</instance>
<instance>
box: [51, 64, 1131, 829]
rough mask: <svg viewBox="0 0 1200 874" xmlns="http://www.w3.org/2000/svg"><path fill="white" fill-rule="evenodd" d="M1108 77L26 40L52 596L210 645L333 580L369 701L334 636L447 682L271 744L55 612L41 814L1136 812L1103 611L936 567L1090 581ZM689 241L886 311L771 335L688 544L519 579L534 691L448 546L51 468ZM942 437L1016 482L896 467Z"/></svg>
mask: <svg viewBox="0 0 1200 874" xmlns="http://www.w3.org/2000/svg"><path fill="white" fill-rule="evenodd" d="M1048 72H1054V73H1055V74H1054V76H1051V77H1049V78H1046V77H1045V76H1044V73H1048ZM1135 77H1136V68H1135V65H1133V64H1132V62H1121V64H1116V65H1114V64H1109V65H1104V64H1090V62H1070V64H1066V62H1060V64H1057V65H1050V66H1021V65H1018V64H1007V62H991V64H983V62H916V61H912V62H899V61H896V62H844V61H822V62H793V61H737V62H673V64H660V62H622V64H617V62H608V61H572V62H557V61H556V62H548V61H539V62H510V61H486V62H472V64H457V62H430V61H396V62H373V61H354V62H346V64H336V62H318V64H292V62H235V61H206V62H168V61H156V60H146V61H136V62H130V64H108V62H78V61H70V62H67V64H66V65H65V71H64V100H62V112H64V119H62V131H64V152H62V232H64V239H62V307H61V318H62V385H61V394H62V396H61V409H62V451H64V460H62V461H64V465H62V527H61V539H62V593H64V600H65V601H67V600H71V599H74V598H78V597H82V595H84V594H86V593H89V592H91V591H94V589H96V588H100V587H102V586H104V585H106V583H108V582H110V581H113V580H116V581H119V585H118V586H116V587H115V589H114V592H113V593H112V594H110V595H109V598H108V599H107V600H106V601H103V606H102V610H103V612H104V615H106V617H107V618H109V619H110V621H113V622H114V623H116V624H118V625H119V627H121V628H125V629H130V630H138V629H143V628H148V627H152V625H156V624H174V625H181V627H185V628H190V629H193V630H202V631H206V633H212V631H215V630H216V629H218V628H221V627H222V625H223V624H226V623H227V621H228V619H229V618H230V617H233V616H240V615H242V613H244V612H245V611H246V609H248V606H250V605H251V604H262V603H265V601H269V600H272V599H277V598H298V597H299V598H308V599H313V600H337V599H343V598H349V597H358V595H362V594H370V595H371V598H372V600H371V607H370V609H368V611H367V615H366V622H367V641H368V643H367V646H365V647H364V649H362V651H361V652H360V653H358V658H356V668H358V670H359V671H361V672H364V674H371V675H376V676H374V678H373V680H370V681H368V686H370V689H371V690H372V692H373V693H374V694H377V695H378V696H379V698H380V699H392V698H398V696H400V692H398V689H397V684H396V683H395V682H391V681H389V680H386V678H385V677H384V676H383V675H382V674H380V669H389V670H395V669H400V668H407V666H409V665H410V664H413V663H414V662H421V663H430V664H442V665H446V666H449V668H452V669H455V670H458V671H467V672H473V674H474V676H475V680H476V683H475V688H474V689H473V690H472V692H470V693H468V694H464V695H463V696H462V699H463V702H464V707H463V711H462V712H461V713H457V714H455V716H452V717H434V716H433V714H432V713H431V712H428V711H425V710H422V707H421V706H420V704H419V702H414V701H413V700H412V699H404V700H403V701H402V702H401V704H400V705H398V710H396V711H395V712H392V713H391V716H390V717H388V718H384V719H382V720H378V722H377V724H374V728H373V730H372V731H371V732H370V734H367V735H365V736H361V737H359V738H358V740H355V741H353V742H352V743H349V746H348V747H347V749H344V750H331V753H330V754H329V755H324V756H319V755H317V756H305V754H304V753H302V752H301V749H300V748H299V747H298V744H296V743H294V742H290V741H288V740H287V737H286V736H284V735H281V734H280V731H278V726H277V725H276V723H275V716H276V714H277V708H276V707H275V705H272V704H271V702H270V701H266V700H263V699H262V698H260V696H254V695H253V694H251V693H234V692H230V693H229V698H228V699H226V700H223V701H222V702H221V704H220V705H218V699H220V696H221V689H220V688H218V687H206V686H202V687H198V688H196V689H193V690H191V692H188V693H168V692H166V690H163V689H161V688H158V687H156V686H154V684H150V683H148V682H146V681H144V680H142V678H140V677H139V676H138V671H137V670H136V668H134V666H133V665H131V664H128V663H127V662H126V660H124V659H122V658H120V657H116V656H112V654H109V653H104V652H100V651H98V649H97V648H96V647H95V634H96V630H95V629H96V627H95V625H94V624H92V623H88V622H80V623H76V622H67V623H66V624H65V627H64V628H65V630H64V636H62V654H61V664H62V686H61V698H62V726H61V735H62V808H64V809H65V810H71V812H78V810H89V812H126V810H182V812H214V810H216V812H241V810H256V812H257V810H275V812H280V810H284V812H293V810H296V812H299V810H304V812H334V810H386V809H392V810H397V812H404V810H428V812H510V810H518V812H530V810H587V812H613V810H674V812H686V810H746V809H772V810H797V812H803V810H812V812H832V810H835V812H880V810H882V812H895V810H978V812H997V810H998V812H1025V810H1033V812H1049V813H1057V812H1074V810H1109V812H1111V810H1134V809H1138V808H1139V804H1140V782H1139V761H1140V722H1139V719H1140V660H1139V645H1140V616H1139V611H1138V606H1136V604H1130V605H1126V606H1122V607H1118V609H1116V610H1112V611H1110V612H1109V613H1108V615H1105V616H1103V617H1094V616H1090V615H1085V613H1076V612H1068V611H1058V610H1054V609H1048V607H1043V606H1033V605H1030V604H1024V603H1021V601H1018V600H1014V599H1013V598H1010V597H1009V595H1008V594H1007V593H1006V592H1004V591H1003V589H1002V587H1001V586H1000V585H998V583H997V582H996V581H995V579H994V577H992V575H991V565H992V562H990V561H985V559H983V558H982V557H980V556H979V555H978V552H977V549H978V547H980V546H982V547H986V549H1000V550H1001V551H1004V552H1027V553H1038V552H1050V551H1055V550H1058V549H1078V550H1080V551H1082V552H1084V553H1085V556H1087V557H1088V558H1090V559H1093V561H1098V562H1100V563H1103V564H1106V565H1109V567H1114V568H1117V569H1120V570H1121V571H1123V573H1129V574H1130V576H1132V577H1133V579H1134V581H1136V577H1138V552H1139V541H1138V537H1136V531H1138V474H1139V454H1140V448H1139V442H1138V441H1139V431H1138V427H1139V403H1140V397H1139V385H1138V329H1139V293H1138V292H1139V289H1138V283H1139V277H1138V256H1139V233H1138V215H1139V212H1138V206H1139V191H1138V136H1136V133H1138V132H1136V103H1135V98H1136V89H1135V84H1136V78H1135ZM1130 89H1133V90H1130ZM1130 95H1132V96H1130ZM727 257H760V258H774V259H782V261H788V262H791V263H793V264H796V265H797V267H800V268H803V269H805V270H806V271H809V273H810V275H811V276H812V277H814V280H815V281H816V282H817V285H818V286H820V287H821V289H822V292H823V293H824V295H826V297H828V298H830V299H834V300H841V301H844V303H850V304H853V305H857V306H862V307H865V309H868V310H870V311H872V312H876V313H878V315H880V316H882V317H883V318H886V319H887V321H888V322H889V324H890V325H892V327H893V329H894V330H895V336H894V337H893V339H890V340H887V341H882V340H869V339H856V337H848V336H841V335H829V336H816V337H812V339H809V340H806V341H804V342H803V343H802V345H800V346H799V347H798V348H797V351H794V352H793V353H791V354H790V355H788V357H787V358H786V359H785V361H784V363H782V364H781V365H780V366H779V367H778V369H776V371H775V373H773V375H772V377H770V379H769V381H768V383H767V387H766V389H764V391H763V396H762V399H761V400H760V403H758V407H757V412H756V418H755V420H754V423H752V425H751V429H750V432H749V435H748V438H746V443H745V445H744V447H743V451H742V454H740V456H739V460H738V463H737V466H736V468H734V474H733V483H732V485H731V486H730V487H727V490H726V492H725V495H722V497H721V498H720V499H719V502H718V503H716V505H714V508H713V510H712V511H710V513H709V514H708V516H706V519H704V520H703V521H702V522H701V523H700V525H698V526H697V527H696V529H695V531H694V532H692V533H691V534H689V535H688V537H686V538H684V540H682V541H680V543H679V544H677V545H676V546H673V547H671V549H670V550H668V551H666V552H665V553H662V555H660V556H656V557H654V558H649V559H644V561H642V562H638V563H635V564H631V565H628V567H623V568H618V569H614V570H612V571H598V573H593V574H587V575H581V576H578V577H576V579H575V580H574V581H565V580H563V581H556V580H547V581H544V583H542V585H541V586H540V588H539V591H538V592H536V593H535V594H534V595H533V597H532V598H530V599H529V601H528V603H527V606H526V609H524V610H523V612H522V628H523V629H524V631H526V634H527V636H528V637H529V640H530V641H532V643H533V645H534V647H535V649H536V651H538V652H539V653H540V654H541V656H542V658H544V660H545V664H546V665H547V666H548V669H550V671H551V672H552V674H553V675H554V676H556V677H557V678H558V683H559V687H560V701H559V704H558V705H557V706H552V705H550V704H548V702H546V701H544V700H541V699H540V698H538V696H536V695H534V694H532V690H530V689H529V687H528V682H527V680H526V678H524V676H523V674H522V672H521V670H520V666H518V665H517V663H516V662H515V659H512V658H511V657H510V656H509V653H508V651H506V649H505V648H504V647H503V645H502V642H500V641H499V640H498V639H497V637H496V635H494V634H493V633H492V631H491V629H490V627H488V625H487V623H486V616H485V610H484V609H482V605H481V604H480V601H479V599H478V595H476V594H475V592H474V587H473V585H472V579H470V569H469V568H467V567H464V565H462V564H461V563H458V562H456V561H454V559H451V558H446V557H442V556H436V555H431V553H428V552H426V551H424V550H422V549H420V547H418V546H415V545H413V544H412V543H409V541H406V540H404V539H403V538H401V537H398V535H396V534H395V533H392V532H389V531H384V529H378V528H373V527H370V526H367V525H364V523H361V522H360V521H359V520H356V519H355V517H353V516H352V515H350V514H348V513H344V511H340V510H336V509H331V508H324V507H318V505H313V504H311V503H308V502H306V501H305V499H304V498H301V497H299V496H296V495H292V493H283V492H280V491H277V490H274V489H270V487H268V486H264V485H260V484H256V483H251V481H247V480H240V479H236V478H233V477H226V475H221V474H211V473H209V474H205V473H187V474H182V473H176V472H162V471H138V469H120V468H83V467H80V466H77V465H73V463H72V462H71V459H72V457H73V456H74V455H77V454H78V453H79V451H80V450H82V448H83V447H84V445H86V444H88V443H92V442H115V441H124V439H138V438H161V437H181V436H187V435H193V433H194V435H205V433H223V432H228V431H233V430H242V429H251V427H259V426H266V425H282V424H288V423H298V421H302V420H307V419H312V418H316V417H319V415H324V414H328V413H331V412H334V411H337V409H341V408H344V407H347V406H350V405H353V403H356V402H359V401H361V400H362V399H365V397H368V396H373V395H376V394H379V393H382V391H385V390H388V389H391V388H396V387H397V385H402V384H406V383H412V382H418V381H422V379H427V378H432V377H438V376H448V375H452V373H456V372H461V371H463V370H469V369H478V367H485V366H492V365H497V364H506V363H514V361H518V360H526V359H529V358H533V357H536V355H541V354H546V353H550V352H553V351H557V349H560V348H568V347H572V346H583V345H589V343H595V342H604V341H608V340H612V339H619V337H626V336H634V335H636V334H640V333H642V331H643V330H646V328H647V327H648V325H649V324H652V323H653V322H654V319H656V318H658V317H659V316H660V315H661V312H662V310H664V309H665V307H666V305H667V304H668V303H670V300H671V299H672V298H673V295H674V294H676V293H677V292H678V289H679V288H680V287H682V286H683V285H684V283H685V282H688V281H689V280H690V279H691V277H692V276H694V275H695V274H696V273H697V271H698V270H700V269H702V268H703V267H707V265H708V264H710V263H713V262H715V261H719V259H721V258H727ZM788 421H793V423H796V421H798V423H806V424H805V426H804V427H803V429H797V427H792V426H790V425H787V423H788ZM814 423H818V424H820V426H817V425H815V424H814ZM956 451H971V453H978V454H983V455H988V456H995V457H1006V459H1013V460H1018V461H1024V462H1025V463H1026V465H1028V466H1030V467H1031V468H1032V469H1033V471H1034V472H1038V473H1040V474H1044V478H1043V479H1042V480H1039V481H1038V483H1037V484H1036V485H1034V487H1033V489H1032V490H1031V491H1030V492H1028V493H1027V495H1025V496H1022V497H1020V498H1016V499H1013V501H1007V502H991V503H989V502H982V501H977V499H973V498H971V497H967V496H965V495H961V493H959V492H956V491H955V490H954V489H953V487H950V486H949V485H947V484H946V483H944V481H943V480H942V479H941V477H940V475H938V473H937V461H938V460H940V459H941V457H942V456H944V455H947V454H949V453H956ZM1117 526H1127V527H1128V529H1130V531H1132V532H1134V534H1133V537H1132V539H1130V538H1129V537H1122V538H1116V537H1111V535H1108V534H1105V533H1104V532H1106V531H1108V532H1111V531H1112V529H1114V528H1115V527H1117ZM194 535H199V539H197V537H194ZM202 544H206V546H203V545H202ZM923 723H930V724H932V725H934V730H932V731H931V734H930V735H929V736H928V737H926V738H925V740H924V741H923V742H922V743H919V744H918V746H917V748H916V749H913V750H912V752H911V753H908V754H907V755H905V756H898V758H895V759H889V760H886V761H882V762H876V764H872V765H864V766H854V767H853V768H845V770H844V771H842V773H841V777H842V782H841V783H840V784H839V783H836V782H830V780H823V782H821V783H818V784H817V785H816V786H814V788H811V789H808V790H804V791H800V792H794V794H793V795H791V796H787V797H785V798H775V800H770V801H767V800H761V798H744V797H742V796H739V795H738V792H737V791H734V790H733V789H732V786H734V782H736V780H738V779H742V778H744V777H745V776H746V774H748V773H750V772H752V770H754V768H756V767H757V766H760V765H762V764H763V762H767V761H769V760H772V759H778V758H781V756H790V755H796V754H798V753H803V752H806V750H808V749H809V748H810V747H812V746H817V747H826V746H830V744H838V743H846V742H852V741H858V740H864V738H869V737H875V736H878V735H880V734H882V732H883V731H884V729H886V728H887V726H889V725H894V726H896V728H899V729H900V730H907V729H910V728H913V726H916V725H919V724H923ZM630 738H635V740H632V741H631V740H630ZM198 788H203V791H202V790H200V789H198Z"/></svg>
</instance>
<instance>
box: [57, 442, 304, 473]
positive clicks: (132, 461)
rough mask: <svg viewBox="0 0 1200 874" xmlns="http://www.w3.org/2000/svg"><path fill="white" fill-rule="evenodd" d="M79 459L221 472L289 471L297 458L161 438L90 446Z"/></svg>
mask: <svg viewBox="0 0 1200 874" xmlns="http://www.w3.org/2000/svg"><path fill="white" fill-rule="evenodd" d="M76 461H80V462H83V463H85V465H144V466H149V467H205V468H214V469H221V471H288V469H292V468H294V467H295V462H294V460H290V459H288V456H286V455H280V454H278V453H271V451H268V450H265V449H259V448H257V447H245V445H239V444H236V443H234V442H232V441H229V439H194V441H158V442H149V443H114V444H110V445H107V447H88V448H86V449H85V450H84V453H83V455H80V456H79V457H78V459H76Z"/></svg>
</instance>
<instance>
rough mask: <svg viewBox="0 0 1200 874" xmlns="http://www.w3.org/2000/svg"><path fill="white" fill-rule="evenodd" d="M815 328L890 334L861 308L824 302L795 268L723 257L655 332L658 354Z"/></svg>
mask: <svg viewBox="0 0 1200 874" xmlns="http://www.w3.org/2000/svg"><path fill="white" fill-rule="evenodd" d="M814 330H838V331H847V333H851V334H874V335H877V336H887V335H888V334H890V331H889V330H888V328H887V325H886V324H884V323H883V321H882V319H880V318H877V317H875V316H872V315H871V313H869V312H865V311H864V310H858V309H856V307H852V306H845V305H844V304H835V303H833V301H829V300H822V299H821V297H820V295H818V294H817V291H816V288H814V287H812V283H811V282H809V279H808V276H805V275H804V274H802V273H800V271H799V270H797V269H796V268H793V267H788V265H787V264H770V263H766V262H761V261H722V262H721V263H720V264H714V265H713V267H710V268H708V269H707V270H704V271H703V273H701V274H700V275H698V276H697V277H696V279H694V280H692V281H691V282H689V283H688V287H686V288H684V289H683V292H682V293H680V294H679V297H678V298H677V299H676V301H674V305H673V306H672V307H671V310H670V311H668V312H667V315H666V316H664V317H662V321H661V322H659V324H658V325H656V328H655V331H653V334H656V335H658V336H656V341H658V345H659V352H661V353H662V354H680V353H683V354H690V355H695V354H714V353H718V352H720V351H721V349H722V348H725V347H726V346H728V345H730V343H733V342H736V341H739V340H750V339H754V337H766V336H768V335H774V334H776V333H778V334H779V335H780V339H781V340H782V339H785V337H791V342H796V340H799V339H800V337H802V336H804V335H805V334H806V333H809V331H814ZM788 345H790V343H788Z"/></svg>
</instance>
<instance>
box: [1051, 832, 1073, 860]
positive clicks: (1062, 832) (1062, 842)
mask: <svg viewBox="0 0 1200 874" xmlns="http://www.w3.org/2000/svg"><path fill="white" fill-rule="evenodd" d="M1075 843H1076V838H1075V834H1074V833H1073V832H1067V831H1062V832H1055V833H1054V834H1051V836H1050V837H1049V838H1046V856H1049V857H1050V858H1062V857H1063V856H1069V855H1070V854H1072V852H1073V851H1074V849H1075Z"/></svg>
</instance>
════════
EXERCISE DESCRIPTION
Scan the records for the string "positive" and show every line that contains it.

EXERCISE RESPONSE
positive clicks: (132, 461)
positive clicks: (1062, 832) (1062, 842)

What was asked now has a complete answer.